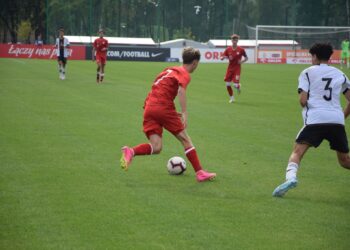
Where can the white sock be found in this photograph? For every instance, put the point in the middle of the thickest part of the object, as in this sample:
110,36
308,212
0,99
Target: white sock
291,171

....

In your copy, include no pictures; print every line above exactly.

Where can the white sock be found in this photograph? For every instance, put the point in the middle of the thickest part of the object, as in this sample:
110,36
308,212
0,99
Target: white sock
291,171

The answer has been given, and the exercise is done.